#### The request:
Identify every line in the material below that contains the string "dirt", and copy each such line in full.

#### Items from a dataset:
** start **

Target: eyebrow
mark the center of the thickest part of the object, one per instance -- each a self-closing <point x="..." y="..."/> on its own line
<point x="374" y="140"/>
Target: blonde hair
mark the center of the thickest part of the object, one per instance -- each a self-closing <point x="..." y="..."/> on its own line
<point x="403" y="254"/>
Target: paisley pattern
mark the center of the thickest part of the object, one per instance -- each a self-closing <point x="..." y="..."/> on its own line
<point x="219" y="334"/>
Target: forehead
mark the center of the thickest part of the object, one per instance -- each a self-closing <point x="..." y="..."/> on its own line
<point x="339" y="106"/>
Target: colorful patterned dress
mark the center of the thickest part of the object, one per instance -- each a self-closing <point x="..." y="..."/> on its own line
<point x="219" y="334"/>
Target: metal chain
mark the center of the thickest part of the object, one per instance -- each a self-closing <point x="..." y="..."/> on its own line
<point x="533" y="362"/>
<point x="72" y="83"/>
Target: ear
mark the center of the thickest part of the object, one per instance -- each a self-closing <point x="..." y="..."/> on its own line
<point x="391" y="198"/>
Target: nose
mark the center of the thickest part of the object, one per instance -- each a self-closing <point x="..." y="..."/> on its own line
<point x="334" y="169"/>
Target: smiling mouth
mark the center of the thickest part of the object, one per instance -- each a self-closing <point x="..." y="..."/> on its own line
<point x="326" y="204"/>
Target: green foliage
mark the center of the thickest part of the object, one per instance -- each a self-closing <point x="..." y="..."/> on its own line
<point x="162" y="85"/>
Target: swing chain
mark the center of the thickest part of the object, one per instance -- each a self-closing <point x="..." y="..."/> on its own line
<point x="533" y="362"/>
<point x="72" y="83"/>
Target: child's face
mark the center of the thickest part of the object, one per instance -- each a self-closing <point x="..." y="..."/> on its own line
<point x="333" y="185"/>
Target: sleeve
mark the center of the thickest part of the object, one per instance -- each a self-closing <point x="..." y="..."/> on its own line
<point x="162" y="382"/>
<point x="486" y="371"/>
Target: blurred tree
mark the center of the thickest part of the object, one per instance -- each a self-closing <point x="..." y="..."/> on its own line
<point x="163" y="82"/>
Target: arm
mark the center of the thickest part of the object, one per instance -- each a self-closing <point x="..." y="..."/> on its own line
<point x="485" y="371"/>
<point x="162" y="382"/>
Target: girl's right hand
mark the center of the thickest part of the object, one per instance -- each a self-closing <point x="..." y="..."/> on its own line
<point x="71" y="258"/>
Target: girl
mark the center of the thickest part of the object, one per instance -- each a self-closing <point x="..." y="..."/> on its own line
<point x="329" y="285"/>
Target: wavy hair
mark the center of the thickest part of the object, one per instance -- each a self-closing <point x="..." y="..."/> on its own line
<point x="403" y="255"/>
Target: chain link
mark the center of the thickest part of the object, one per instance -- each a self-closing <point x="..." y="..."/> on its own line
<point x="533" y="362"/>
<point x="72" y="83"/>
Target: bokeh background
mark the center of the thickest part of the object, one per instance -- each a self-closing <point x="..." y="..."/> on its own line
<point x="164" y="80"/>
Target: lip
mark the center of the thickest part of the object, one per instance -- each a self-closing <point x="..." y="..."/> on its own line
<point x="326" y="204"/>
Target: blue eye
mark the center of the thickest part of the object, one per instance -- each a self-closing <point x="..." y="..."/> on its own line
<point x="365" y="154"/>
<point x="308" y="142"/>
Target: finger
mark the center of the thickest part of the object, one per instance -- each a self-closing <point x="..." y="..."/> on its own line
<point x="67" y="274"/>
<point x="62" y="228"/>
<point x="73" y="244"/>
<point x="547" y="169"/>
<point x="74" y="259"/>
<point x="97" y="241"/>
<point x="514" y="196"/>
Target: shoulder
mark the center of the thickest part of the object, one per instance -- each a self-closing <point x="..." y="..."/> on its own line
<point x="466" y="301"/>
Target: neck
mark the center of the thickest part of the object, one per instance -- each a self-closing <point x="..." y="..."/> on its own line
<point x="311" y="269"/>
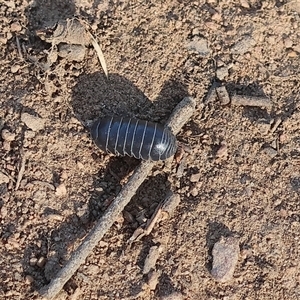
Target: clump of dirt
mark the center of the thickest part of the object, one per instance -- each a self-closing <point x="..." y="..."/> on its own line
<point x="239" y="174"/>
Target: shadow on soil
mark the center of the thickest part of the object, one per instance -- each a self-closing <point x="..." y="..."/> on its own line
<point x="95" y="96"/>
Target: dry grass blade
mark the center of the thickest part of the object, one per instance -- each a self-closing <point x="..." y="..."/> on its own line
<point x="99" y="54"/>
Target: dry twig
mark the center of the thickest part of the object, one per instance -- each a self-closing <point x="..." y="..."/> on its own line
<point x="182" y="112"/>
<point x="21" y="172"/>
<point x="243" y="100"/>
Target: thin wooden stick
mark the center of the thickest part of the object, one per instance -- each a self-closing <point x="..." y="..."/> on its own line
<point x="182" y="112"/>
<point x="241" y="100"/>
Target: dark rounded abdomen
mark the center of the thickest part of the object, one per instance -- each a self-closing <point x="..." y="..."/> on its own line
<point x="133" y="137"/>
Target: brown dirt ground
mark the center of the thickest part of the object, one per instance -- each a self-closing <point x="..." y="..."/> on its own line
<point x="251" y="192"/>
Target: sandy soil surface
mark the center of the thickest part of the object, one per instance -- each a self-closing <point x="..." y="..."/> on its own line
<point x="240" y="176"/>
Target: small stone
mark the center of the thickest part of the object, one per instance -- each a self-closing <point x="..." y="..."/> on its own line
<point x="151" y="259"/>
<point x="264" y="126"/>
<point x="195" y="177"/>
<point x="93" y="269"/>
<point x="71" y="52"/>
<point x="3" y="178"/>
<point x="41" y="262"/>
<point x="243" y="46"/>
<point x="7" y="135"/>
<point x="222" y="151"/>
<point x="29" y="279"/>
<point x="153" y="277"/>
<point x="3" y="39"/>
<point x="61" y="190"/>
<point x="245" y="3"/>
<point x="80" y="165"/>
<point x="33" y="261"/>
<point x="6" y="146"/>
<point x="225" y="257"/>
<point x="33" y="122"/>
<point x="199" y="45"/>
<point x="222" y="95"/>
<point x="270" y="151"/>
<point x="14" y="68"/>
<point x="173" y="296"/>
<point x="222" y="73"/>
<point x="194" y="192"/>
<point x="15" y="27"/>
<point x="288" y="43"/>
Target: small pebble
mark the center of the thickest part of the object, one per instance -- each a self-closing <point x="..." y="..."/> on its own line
<point x="29" y="279"/>
<point x="153" y="277"/>
<point x="33" y="261"/>
<point x="33" y="122"/>
<point x="225" y="257"/>
<point x="245" y="3"/>
<point x="41" y="262"/>
<point x="222" y="73"/>
<point x="61" y="190"/>
<point x="195" y="177"/>
<point x="270" y="151"/>
<point x="14" y="68"/>
<point x="151" y="259"/>
<point x="222" y="151"/>
<point x="222" y="95"/>
<point x="173" y="296"/>
<point x="15" y="27"/>
<point x="3" y="178"/>
<point x="243" y="46"/>
<point x="199" y="45"/>
<point x="71" y="52"/>
<point x="7" y="135"/>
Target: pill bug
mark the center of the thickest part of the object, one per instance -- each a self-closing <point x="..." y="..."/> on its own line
<point x="134" y="137"/>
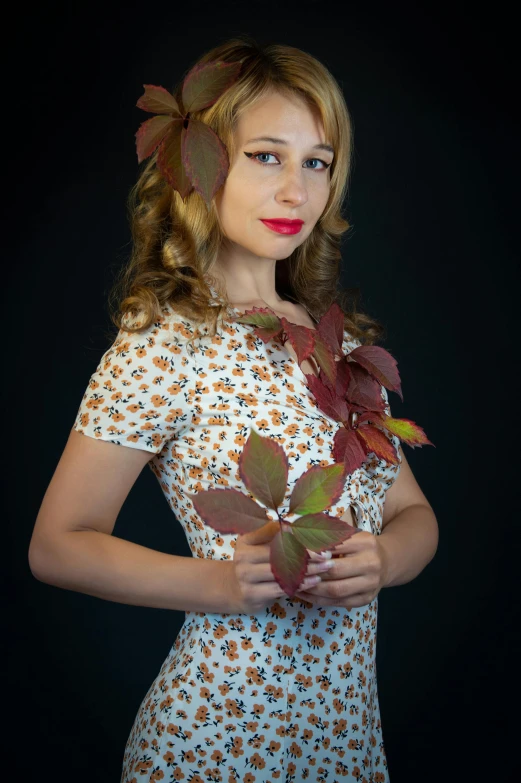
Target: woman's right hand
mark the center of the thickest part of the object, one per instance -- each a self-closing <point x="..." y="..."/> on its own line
<point x="252" y="584"/>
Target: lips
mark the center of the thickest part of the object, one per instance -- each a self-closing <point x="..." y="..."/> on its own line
<point x="283" y="226"/>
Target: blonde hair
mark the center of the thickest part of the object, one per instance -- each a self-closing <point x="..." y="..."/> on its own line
<point x="175" y="242"/>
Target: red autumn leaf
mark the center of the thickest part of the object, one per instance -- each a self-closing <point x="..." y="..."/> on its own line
<point x="301" y="338"/>
<point x="348" y="449"/>
<point x="288" y="560"/>
<point x="317" y="489"/>
<point x="263" y="468"/>
<point x="327" y="401"/>
<point x="319" y="532"/>
<point x="343" y="377"/>
<point x="228" y="510"/>
<point x="205" y="159"/>
<point x="169" y="160"/>
<point x="381" y="364"/>
<point x="158" y="100"/>
<point x="206" y="82"/>
<point x="374" y="440"/>
<point x="364" y="390"/>
<point x="151" y="133"/>
<point x="331" y="328"/>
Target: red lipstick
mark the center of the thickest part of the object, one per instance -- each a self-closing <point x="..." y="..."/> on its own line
<point x="283" y="225"/>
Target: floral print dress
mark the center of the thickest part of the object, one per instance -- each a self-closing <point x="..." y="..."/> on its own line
<point x="287" y="694"/>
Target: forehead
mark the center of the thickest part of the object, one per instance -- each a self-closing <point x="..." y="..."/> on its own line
<point x="280" y="114"/>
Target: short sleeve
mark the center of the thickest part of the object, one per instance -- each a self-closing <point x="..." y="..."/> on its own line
<point x="135" y="397"/>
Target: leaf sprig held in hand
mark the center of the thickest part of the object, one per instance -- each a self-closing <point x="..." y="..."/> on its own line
<point x="348" y="388"/>
<point x="191" y="156"/>
<point x="263" y="468"/>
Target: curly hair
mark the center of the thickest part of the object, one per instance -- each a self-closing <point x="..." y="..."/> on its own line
<point x="175" y="241"/>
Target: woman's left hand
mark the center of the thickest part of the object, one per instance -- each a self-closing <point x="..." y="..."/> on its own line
<point x="355" y="579"/>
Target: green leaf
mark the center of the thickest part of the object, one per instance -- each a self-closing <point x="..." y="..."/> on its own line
<point x="263" y="468"/>
<point x="169" y="160"/>
<point x="206" y="82"/>
<point x="151" y="133"/>
<point x="317" y="489"/>
<point x="319" y="532"/>
<point x="288" y="561"/>
<point x="228" y="510"/>
<point x="205" y="159"/>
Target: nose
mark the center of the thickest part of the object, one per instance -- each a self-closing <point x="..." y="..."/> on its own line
<point x="292" y="186"/>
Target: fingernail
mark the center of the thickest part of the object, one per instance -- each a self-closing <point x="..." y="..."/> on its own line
<point x="328" y="564"/>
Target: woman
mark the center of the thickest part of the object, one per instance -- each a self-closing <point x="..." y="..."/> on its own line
<point x="257" y="686"/>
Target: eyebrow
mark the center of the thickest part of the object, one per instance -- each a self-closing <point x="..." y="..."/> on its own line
<point x="271" y="140"/>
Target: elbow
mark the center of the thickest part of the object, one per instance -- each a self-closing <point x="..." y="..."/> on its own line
<point x="39" y="563"/>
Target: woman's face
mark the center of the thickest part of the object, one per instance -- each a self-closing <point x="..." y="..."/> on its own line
<point x="289" y="178"/>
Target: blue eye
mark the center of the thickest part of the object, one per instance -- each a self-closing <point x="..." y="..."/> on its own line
<point x="255" y="156"/>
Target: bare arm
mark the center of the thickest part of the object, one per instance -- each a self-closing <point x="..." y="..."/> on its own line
<point x="73" y="547"/>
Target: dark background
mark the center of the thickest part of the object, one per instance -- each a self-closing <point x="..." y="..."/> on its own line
<point x="433" y="205"/>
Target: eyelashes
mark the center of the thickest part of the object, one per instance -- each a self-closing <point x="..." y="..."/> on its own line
<point x="255" y="155"/>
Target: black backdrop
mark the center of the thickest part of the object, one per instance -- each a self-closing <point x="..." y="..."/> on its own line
<point x="432" y="201"/>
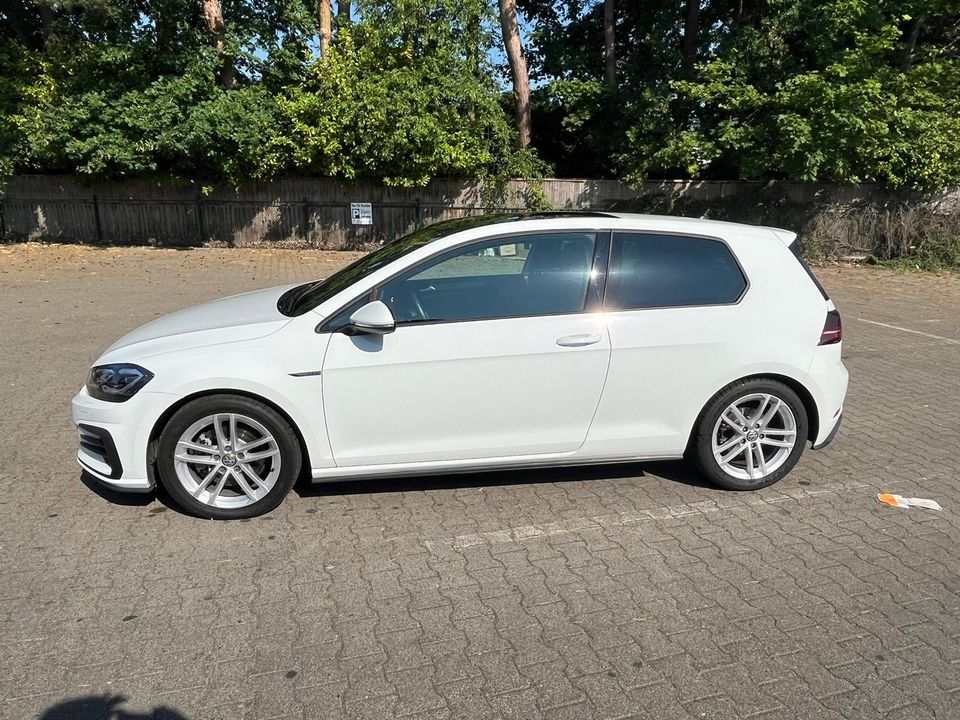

** end **

#### Reply:
Target: clump of dirt
Target: brown dirt ground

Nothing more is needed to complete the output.